PROVIDED ENTRIES
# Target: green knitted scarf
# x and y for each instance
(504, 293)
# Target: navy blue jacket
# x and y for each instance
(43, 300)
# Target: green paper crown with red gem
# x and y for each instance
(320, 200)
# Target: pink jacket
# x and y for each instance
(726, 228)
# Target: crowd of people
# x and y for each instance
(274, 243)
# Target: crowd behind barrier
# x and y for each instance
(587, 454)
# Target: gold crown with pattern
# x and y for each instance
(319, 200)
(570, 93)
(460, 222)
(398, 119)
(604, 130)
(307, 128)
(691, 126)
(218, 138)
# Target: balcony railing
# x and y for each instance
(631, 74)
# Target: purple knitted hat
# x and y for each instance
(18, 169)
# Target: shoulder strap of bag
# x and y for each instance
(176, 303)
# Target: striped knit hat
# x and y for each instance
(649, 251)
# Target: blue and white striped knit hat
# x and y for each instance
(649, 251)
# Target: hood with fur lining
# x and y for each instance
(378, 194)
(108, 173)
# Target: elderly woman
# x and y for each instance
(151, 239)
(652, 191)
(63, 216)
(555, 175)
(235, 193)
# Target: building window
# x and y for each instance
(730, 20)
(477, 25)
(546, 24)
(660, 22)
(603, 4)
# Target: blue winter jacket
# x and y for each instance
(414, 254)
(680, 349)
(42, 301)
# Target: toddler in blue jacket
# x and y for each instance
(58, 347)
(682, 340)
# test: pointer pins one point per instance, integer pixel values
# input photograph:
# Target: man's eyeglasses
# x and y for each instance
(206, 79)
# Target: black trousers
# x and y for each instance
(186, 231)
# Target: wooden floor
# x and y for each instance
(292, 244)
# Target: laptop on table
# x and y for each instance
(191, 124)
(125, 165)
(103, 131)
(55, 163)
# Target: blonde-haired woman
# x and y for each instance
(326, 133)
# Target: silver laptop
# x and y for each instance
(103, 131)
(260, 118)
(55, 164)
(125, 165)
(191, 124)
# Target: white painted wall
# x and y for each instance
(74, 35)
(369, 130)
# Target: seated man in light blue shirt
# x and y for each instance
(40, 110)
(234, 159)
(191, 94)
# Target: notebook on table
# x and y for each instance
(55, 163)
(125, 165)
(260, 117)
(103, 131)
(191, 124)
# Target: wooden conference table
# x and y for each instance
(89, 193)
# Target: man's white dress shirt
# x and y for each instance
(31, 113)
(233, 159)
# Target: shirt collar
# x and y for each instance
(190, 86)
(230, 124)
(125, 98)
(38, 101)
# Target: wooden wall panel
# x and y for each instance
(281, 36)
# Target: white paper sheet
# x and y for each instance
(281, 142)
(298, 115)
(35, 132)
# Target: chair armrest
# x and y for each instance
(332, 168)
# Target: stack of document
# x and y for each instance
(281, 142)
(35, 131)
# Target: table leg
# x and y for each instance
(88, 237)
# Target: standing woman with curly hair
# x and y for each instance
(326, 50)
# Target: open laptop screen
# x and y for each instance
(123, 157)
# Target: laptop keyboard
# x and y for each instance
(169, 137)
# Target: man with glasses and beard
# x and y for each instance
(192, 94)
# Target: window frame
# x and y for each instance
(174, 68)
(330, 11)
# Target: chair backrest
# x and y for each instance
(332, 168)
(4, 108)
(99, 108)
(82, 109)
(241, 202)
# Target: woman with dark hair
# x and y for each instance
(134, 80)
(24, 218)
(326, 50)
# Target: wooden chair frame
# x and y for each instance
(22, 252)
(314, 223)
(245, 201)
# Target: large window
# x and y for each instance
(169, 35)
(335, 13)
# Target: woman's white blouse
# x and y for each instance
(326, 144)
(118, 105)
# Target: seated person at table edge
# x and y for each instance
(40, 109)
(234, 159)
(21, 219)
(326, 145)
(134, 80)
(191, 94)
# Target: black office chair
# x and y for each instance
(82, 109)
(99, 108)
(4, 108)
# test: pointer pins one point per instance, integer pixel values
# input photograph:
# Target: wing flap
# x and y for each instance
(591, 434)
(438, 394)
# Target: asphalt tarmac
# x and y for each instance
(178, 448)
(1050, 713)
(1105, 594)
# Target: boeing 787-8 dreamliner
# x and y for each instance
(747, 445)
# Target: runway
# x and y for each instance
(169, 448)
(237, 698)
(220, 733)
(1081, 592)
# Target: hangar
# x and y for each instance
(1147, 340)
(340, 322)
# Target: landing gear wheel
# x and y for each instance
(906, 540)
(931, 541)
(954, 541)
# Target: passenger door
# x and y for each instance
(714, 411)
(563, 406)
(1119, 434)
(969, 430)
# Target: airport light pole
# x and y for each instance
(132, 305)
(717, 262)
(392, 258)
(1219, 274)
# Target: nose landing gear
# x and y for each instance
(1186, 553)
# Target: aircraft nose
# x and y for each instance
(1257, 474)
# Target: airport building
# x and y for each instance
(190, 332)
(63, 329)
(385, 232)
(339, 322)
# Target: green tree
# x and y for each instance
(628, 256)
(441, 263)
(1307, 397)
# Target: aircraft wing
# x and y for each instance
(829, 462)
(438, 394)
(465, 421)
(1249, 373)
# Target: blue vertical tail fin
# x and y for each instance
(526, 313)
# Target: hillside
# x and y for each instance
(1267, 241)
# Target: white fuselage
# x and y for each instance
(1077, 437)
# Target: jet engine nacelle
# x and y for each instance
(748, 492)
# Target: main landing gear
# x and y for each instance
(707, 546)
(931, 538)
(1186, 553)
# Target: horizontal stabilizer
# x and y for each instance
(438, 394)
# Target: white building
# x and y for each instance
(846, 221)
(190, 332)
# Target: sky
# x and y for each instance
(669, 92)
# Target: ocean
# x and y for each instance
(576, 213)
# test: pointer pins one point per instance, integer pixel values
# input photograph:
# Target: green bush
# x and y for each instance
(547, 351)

JOB
Reproduce every line of the data above verbatim, from first to last, without changing anything.

RESPONSE BELOW
# Target: green knitted scarf
# x and y for each instance
(504, 293)
# Target: navy blue jacket
# x and y for each instance
(43, 300)
# Target: green paper crown with red gem
# x and y for each instance
(320, 200)
# Target: pink jacket
# x and y for each instance
(726, 228)
# Target: crowd of people
# x and y for each instance
(274, 243)
# Target: crowd behind barrier
# x and y for each instance
(587, 454)
# Target: gold crown with pattern
# x and y for each instance
(319, 200)
(570, 93)
(460, 222)
(398, 119)
(604, 130)
(307, 128)
(691, 126)
(218, 138)
# Target: balcony railing
# x and y for each instance
(631, 74)
# Target: purple knitted hat
# x and y for each instance
(18, 169)
# Target: shoulder strap of bag
# x and y for each instance
(176, 303)
# Target: striped knit hat
# x and y for each instance
(649, 251)
# Target: blue and white striped knit hat
# x and y for each instance
(649, 251)
# Target: hood with fur lining
# x and y for each instance
(378, 194)
(108, 173)
# Target: elderly woman
# x and y for each instance
(151, 239)
(652, 191)
(63, 216)
(555, 175)
(235, 193)
# Target: building window
# x and y for each instance
(730, 20)
(477, 25)
(546, 24)
(660, 22)
(603, 4)
# Target: blue winter jacket
# x and y for each instance
(414, 254)
(680, 349)
(42, 301)
# Target: toddler in blue jacket
# x and y for each instance
(58, 347)
(682, 340)
# test: pointer pins one point per instance, integer pixel values
# input photograph:
# Target: man's eyeglasses
# x and y for each instance
(206, 79)
# Target: black trousers
# x and y for each instance
(186, 231)
# Target: wooden floor
# x and y for each instance
(292, 244)
# Target: laptop on table
# x and y for each instance
(191, 124)
(125, 165)
(103, 131)
(55, 163)
# Target: blonde-haired woman
# x and y for each instance
(326, 133)
# Target: silver laptop
# x and y for each instance
(103, 131)
(260, 118)
(55, 164)
(125, 165)
(191, 124)
# Target: white painted wall
# x and y for each instance
(74, 35)
(369, 130)
# Target: seated man in light blue shirt
# x and y for each instance
(40, 110)
(234, 159)
(191, 94)
# Target: notebook on table
# x and y for each instance
(55, 163)
(125, 165)
(260, 117)
(103, 131)
(191, 124)
# Target: wooden conference table
# x and y for each instance
(89, 193)
# Target: man's white dress shirt
# x and y for each instance
(31, 113)
(233, 159)
# Target: shirt collar
# x and y for each instance
(190, 86)
(230, 124)
(125, 98)
(38, 101)
# Target: wooden wall panel
# x and y for each instance
(281, 36)
# Target: white paper sheet
# x and y for each instance
(281, 142)
(298, 115)
(35, 132)
# Target: chair armrest
# x and y for each instance
(332, 168)
# Target: stack of document
# x and y for each instance
(281, 142)
(35, 131)
# Target: table leg
# x and y for each instance
(88, 237)
# Target: standing woman with curly hair
# x and y for each instance
(326, 50)
# Target: open laptop screen
# x and y for each instance
(123, 157)
# Target: laptop keyboard
# x and y for each instance
(169, 137)
# Target: man with glasses and beard
# x and y for each instance
(192, 94)
# Target: window frame
# x and y for each instance
(174, 68)
(330, 11)
# Target: chair backrest
# x and y for each instance
(332, 168)
(4, 108)
(99, 108)
(82, 109)
(241, 202)
# Target: woman with dark hair
# x and y for each instance
(134, 80)
(24, 218)
(326, 50)
# Target: wooden chair frame
# x and y for each instance
(22, 252)
(314, 223)
(245, 201)
# Target: large window
# x and y for each instance
(169, 35)
(335, 13)
# Target: woman's white blouse
# x and y for each instance
(326, 144)
(118, 105)
# Target: seated person at table edge
# x and y for each instance
(40, 109)
(234, 159)
(21, 219)
(326, 145)
(134, 80)
(191, 94)
# Target: black office chair
# x and y for each instance
(82, 109)
(99, 108)
(4, 108)
# test: pointer pins one point per instance, integer pixel values
# input photograph:
# Target: wing flap
# x and y for each instance
(591, 434)
(438, 394)
# Target: asphalt tarmac
# x and y for each instance
(178, 448)
(1050, 713)
(1105, 594)
# Target: boeing 787-8 dreamliner
# x and y for each instance
(747, 445)
# Target: runway
# x and y for each instance
(169, 448)
(237, 698)
(220, 733)
(1081, 592)
# Target: hangar
# x and y for each instance
(1147, 340)
(340, 322)
# Target: landing gear wheel
# x and y for each instance
(906, 540)
(931, 541)
(954, 541)
# Target: passenger door
# x and y for each instance
(714, 411)
(563, 406)
(1119, 434)
(969, 430)
# Target: airport light pole
# x and y for each instance
(132, 305)
(717, 262)
(392, 258)
(1219, 274)
# Target: nose landing gear
# x and y for each instance
(1186, 553)
# Target: aircraft nose
# x and y for each instance
(1257, 474)
# Target: airport building
# x and y for each instance
(190, 332)
(63, 329)
(385, 232)
(339, 322)
# Target: green tree
# x and y for each instance
(628, 256)
(441, 263)
(1307, 397)
# Target: aircraft wing
# x and y for each instance
(829, 462)
(438, 394)
(465, 421)
(1249, 373)
# Target: blue vertical tail fin
# x and y for each instance
(526, 313)
# Target: hillside
# x and y for each instance
(1267, 241)
# Target: white fuselage
# x and y for each instance
(1077, 437)
# Target: jet engine nacelle
# x and y for each instance
(748, 492)
# Target: main landing gear
# x and y for each instance
(707, 546)
(931, 538)
(1186, 553)
# Target: horizontal stabilizer
# x and y for each instance
(438, 394)
# Target: white building
# x and y for each instance
(846, 221)
(190, 332)
# Target: sky
# x and y for each instance
(669, 92)
# Target: ocean
# x and y for each instance
(576, 213)
# test: pointer pins one point per instance, integer pixel values
# input photograph:
# Target: green bush
# x and y for each instance
(547, 351)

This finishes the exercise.